** Exercise requirements **
What is needed is an exact retyping of each entry, pictures excluded.

Dataset records:
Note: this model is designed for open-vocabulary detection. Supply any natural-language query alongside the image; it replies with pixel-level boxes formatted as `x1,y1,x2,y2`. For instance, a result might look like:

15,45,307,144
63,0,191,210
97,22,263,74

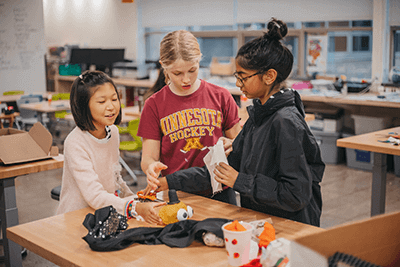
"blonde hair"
159,30,202,69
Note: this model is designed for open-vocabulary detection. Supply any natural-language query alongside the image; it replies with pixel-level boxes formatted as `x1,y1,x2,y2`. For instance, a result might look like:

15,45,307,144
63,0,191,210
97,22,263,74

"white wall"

** Task result **
Note: this model is designed for open-vocabulary detection. Supply any natural-language query alongside the image; it replies with pixel-level boxes formatted as `x1,y1,x2,y2`. For instance, a result might look like:

15,45,307,144
63,0,191,210
97,22,263,74

"blonde hair"
159,30,202,69
Note: this model is designed for open-vocabulary detection. Supply any natural-language query alongside the image; it replies with pixel-level boxes formatted as `x1,y1,x2,y2`. For instance, a result might look like:

15,45,307,144
63,0,191,210
97,22,263,74

"white wall"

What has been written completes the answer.